* [Document extract]:
Fresh popovers served on a plate

A slew of freshly baked, savory popovers.

Main Differences Between Popovers and Yorkshire Pudding

So you might be wondering—what are the main differences between popovers and Yorkshire pudding that look almost identical? Let’s examine a few side-by-side differences.

Origin Country

As we alluded to earlier, popovers were invented in America, while Yorkshire pudding was first conceptualized in England. Also, in the United Kingdom, “pudding” is referenced as a steamed, baked, fried, or boiled cake, but in the U.S., pudding is considered to be a velvety-smooth custard. However, both popovers and Yorkshire pudding exhibit the same sort of texture and consistency!

Cooking Fat

Traditionally, in England, Yorkshire pudding is assembled with leftover meat drippings from Sunday roast, which typically adds a more savory flair to the final result. But when it comes to baking popovers, Americans default to old-fashioned butter—amplifying its overall flakiness.

Close up of yorkshire pudding on a table

Yorkshire pudding, not to be confused with popovers.

Baking Method

When it comes to baking popovers, professional bakers will opt for a special popover pan—essentially, a slightly deeper, more cylindrical muffin pan.

A Yorkshire pudding is usually made with a typical, angled pan, that’s much more shallow than a conventional muffin pan. This type of pan typically garners more leveled pastries that don’t “tower” like popovers.

A Popover Recipe

As we mentioned towards the beginning, you only need a few simple ingredients to bake a warm, delectable popover. Here’s a tried a true recipe by Escoffier Chef Instructor, Colette Christian that will yield six popovers, but can easily be doubled to make 12.

Fresh popovers on cooling rack


  • 221g all-purpose flour, unbleached
  • 425g milk
  • 225g eggs
  • 85g butter
  • 4g salt (½ teaspoon)
Six popovers on a cooling rack


  • Preheat the oven to 450 degrees Fahrenheit.
  • In a blender or food processor fitted with a metal blade, combine all ingredients.
  • Blend for 30 seconds, stop the machine and scrape down.
  • Blend for an additional 15 seconds.
  • Chill the batter for a minimum of 15 minutes or up to 24 hours before baking.
  • Fill popover cups two-thirds full.
  • Bake at 450 degrees Fahrenheit for 20 minutes.
  • Reduce the temperature to 350 degrees Fahrenheit and bake for an additional 10 minutes.
  • When the popovers come out of the oven – piece the tops with the tip of a paring knife to let steam escape.
  • Let them cool for 10 minutes on a wire rack before unmolding. Serve warm!
  • Note: If you desire to make an herbed variation, add 1 teaspoon dried herbs like Italian seasoning or dill to the ingredients before mixing.

* [Given information]:

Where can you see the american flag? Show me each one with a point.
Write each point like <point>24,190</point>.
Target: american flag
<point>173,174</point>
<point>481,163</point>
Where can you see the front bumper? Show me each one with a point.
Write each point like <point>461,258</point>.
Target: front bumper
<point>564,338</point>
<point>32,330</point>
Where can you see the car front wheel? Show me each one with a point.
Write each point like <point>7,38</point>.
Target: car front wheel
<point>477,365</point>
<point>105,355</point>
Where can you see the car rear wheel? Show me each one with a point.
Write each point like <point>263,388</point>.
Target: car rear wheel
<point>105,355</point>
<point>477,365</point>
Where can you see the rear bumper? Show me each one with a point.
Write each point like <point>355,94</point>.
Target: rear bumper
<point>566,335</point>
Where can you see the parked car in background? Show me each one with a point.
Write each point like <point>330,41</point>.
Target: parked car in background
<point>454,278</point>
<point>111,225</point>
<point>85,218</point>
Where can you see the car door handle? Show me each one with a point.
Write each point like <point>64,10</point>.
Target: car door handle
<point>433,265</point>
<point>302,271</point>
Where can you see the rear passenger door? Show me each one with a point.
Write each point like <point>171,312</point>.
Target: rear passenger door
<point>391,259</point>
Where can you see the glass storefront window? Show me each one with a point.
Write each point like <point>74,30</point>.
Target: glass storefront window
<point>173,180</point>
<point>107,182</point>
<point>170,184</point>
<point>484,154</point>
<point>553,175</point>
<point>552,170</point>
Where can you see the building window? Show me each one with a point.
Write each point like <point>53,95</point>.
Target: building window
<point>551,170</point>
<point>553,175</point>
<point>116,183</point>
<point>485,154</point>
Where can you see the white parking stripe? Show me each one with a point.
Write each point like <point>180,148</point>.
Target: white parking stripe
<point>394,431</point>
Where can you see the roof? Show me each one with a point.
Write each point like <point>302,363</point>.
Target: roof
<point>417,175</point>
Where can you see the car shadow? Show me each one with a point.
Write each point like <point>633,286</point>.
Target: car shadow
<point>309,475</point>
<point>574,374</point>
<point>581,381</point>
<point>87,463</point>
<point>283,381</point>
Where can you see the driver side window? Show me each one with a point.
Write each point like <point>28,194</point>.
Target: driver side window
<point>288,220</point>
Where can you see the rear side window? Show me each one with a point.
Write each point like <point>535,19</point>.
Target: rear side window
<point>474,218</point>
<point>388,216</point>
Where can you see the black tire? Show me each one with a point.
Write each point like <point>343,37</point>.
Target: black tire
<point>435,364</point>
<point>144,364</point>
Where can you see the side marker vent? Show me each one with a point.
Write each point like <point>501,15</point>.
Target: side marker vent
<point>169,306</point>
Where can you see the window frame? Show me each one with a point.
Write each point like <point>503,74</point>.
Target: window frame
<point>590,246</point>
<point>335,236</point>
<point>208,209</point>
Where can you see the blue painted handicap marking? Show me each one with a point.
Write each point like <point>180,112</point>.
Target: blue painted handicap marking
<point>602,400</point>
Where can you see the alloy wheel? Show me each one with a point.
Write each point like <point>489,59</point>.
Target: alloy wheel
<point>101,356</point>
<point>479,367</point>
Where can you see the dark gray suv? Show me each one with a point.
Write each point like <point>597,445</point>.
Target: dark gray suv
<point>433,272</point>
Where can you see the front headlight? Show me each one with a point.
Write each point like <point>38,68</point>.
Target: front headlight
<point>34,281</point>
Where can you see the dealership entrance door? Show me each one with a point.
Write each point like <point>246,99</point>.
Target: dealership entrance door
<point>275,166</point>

* [Given instruction A]:
Please transcribe the stretch of the popover article from "Six popovers on" through "let steam escape.".
* [Given instruction B]:
Continue the popover article from its last line.

* [Task response A]:
Six popovers on a cooling rack


  • Preheat the oven to 450 degrees Fahrenheit.
  • In a blender or food processor fitted with a metal blade, combine all ingredients.
  • Blend for 30 seconds, stop the machine and scrape down.
  • Blend for an additional 15 seconds.
  • Chill the batter for a minimum of 15 minutes or up to 24 hours before baking.
  • Fill popover cups two-thirds full.
  • Bake at 450 degrees Fahrenheit for 20 minutes.
  • Reduce the temperature to 350 degrees Fahrenheit and bake for an additional 10 minutes.
  • When the popovers come out of the oven – piece the tops with the tip of a paring knife to let steam escape.

* [Task response B]:
How to Serve Popovers

The true beauty of baking popovers is their versatility, especially when it comes to how to fill popovers and what to serve them with. Rather than treating popovers simply as a neutral-tasting roll to be eaten with butter (or jam if you’re American), they’re best when viewed as a type of vessel for your culinary creations. They can be savory, and they can be sweet.

If you’re in the mood for savory, you might fill your popover with smoked salmon, cream cheese, and chives for brunch. Or you can take a more hearty route, and fill it with braised beef and gravy.

Have a sweet tooth? A classic example of a dessert-like popover is one loaded with custard and fruit filling such as apple or blueberry. Or you can fill your popovers with chocolate and ricotta, drizzled with fresh honey and pistachios.

Essential Popover Side Dishes

The sides you serve with popovers will greatly depend on the meal. For example, during brunch hour, you can serve popovers with a side of simple salt and peppered scrambled eggs with fruit. For lunch and dinner, consider serving with a side of light tomato soup or a hearty bowl of homemade clam chowder. If it’s dessert hour, you may consider topping your popovers with caramelized apples and vanilla ice cream. As you can see, the sky’s the limit when it comes to dressing up popovers!

Boost Your Baking Skills in the Kitchen

At this point, you might be in the mood to bake a variety of popovers and may even feel inspired to take your skills to the next level! If you’re interested in exploring how to assemble a slew of delicious pastries, from sweet bread to European tortes and everything in between, check out Escoffier’s Baking & Pastry program, where you can discover key bake shop essentials and more. To take the next step in your baking career, contact us today.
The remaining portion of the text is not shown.